Rewrite everything from "Where can the snooker" down to "Target: snooker table" with "snooker table" changed to "pool table" and nothing else altered.

* **Data for this exercise**
— start —

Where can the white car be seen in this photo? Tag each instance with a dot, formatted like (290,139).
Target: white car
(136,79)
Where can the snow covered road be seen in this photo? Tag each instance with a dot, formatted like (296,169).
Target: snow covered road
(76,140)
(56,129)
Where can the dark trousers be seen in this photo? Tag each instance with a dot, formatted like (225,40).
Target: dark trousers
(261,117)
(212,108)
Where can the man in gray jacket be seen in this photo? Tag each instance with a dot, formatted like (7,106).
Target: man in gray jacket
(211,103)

— end —
— start —

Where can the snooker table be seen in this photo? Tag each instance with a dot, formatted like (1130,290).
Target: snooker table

— end —

* **Answer to this exercise**
Where can the pool table be seen in this photo? Tag each instance with a dot, formatted like (1130,290).
Target: pool table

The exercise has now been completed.